▶ _TAREAS_:
a. ¿Concuerdan con el texto sobre Empédocles y Zenón estas afirmaciones? (i) Empédocles dejó una obra escrita. (ii) Zenón fue discípulo de Parménides. (iii) Zenón era mayor que Parménides. Responde sí o no a cada una y cita entre comillas las palabras del texto que lo deciden.
b. Según el texto sobre Empédocles y Zenón, ¿de qué escuela asumió Zenón la dirección al suceder a Parménides?
c. Prosigue el texto sobre Empédocles y Zenón a partir de su última oración.

▶ _TEXTO FUENTE_:
Empédocles y Zenón, dos filósofos por el precio de uno





Fragmento descaradamente copiado del libro Tíos listos de la Antigüedad clásica (Ediciones Morrocotudas, Madrid, 1967)


Filósofo (Definición).—Dícese de aquellas personas que se hacen famosas en el ámbito de las Humanidades sin haber escrito nunca nada que se entienda medianamente o —lo que tiene más mérito— sin haber escrito nada en absoluto, como es el caso de estos dos señores de los que tratamos a continuación. Ni Empédocles ni Zenón dejaron ninguna obra, con lo que se libraron de tener que tratar con editores y de regalar ejemplares a esos conocidos inaguantables y desagradecidos que no sólo no compran tus libros, sino que esperan que se los regales y, encima, que se los dediques.

Zenón de Elea
Este Zenón era discípulo de Parménides y, como había nacido después, se dio la feliz circunstancia de que era mucho más joven que él, así que le sucedió en la dirección de la Escuela Eleática de Filosofías Comparadas, por verse en la imposibilidad de precederle.

▶ _EXTRACTO DE DATOS_:
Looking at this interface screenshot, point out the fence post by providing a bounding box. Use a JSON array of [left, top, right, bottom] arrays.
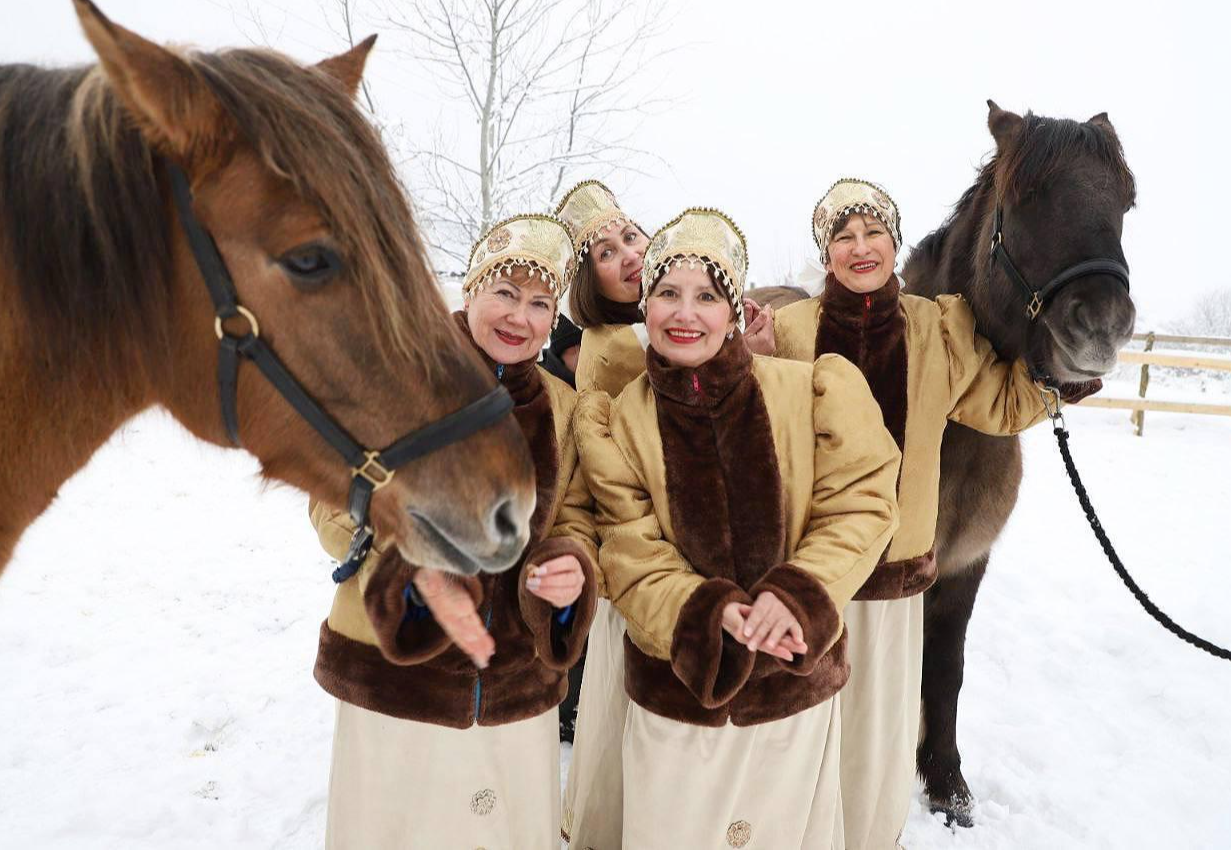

▶ _RESPUESTAS_:
a.
(i) No: «Ni Empédocles ni Zenón dejaron ninguna obra».
(ii) Sí: «Este Zenón era discípulo de Parménides».
(iii) No: «era mucho más joven que él».

b. De la Escuela Eleática de Filosofías Comparadas.

c.
Su frase preferida era decir que tenemos dos orejas y una boca, para oír mucho y hablar poco, como nos recuerda el pelmazo de Séneca en su obra Tratados filosóficos. Esta opinión no le impidió a Zenón inventar la Dialéctica, lo que prueba una vez más la falta de seriedad y de consecuencia de los grandes hombres. Como todos los directores de escuela, Zenón gozaba lo indecible creando dificultades o oponas (como las llamaba él), para apoyar su invento de la Dialéctica, que consiste en refutar con las consecuencias los postulados de una tesis.
Zenón se hizo famoso principalmente por la tortuga que protagoniza el ejemplo que casi todo el mundo conoce. La teoría es como sigue: imaginemos una línea recta: el principio se llama A y el final, B. Zenón decía con toda su cara que no se podía ir nunca de A a B, porque primero habría que pasar por un punto C y, antes de llegar a éste, habría que llegar a un punto D; así seguía la cosa, por lo que el llegar de A a B se convertía en algo tan difícil que el que lo había estado intentando abandonaba su propósito irremisiblemente, lo cual no tenía ninguna importancia, puesto que no se ha conseguido averiguar para qué sirve ir de A a B.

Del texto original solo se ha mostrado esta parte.